◆ RECORDS FOR PROCESSING
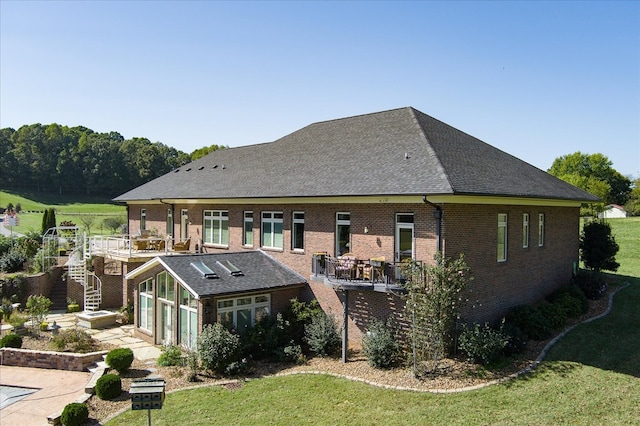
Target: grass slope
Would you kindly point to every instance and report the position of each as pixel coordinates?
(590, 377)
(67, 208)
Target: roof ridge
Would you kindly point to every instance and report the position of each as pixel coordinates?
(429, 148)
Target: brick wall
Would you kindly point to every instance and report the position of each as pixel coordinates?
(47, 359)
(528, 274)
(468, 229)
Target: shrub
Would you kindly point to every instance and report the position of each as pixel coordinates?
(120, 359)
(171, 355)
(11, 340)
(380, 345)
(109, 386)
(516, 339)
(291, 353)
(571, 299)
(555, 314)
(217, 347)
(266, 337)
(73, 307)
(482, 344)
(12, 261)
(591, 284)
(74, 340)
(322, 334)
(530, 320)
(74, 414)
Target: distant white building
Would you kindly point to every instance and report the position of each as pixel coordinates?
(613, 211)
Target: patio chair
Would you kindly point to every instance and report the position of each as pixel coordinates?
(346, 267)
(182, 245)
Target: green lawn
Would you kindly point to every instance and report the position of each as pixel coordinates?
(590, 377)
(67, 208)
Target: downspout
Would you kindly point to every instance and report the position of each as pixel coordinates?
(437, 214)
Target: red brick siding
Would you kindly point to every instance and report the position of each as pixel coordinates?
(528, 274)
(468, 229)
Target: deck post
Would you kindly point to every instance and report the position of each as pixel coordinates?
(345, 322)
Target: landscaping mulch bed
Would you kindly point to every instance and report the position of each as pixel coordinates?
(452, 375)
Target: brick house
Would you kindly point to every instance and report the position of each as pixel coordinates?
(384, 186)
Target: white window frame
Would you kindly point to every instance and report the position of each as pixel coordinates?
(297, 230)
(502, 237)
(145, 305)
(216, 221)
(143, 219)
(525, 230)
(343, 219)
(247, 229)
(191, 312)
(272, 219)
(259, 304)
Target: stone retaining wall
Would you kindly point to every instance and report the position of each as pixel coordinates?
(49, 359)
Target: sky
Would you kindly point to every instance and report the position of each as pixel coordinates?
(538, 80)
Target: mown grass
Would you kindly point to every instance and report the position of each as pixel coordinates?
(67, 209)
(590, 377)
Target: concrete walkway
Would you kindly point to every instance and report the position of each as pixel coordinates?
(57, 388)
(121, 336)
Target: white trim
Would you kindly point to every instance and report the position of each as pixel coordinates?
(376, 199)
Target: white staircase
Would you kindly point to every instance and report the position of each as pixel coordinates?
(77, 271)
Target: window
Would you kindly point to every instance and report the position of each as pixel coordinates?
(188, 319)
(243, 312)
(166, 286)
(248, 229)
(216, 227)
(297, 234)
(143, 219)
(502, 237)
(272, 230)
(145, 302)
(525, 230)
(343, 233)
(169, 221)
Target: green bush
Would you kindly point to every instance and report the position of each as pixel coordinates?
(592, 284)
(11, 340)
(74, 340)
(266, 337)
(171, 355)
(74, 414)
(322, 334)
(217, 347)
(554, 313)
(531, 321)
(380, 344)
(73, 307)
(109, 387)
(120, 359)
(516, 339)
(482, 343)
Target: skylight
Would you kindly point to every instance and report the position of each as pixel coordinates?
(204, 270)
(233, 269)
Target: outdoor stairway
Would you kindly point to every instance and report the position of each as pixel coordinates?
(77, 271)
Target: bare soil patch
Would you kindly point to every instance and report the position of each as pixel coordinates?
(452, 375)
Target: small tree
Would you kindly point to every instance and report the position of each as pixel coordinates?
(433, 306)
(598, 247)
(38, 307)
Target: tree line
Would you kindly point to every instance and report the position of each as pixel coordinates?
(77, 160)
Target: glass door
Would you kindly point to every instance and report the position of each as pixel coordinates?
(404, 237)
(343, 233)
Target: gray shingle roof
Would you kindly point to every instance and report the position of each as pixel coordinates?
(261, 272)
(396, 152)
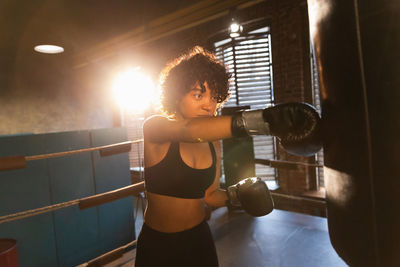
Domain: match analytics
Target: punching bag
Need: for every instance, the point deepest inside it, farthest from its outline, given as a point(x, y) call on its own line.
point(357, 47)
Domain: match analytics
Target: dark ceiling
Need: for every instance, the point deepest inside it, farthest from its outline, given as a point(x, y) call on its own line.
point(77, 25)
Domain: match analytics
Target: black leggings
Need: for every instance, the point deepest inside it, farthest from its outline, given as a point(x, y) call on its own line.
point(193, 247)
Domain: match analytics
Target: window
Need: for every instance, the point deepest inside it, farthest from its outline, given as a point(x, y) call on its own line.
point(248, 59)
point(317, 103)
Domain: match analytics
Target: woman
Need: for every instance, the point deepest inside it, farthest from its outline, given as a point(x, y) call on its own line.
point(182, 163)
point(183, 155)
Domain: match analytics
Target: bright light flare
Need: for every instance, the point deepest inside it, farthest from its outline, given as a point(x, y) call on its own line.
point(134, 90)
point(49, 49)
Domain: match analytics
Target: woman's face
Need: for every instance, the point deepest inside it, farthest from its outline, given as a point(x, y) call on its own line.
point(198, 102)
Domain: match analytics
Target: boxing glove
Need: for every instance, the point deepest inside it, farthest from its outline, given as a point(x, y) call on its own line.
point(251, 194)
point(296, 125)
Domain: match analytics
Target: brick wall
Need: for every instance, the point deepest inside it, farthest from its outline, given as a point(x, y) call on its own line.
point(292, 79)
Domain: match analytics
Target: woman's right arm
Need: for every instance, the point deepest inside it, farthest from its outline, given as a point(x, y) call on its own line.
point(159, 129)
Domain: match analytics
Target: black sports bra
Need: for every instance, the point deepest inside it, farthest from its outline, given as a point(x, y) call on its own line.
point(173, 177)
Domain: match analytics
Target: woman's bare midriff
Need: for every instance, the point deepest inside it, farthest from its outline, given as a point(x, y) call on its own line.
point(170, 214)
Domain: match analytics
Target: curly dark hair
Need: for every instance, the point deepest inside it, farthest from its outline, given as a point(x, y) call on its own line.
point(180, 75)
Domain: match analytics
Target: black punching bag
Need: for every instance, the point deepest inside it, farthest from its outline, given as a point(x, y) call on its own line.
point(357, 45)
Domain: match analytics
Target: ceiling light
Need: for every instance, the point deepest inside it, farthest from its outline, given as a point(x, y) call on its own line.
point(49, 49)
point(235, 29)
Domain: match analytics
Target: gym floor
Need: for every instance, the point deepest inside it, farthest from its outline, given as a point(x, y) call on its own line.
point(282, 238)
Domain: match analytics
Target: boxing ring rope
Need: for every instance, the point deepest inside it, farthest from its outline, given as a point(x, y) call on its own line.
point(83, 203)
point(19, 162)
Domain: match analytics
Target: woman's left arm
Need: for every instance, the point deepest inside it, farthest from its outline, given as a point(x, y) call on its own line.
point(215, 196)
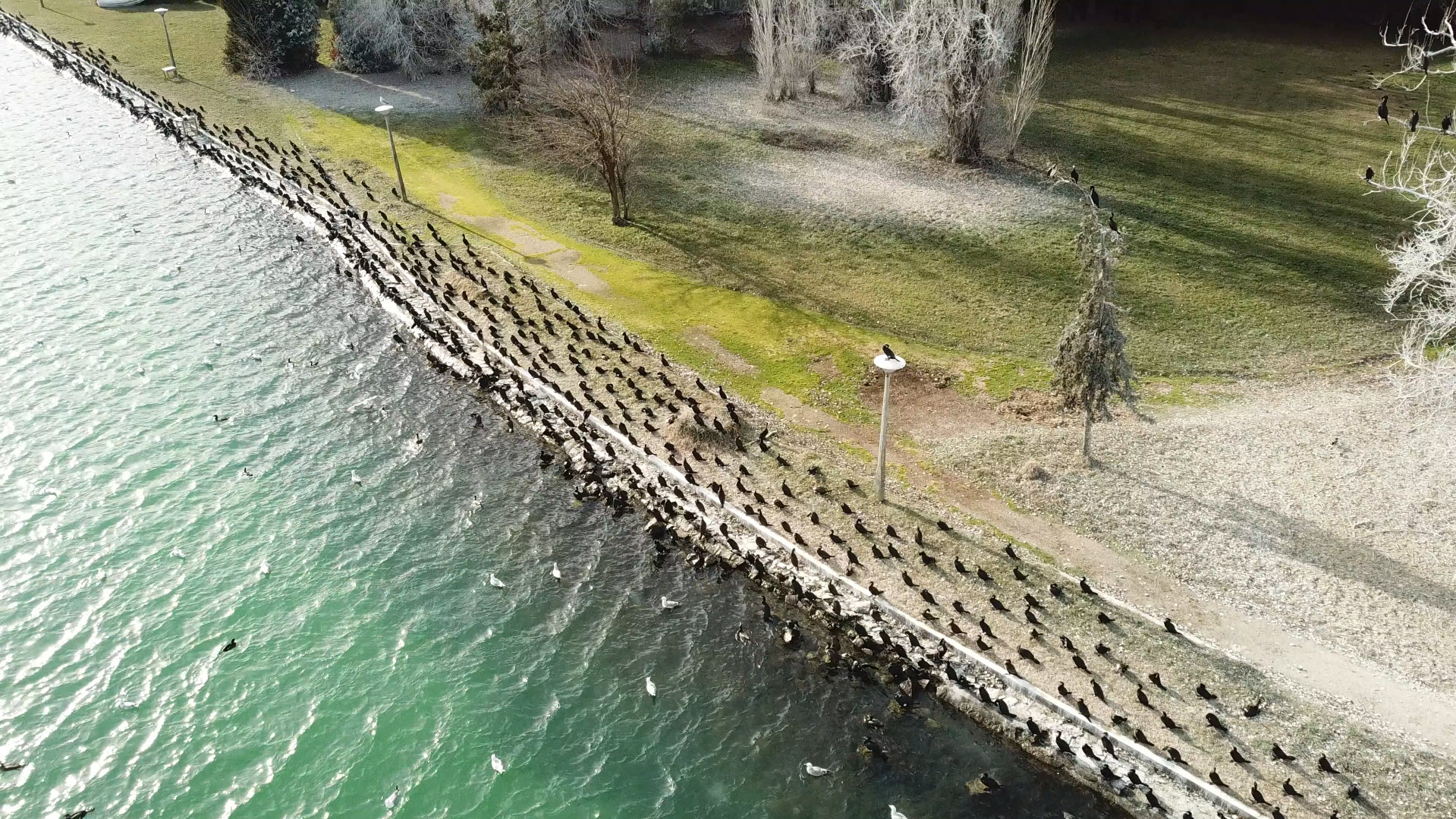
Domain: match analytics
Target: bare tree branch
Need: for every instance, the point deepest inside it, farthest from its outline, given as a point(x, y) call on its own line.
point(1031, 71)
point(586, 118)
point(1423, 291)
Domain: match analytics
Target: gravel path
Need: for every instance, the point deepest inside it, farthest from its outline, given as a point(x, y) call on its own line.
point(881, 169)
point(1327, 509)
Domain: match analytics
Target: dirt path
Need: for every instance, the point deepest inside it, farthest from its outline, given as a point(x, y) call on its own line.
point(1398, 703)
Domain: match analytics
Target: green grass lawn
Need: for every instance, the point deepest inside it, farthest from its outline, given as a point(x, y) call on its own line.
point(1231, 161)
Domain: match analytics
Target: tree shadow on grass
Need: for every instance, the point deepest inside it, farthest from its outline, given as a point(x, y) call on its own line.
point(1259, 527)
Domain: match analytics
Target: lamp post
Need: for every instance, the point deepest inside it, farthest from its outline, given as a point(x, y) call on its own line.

◆ WHAT YOU ARE ASKED TO DO
Locate each line of the listing that contains the word "white" and copy it out in full. Treat uppercase and lowercase as distinct.

◆ RESULT FOR THIS EXERCISE
Target: distant white building
Target: white window frame
Target: white trim
Target: white staircase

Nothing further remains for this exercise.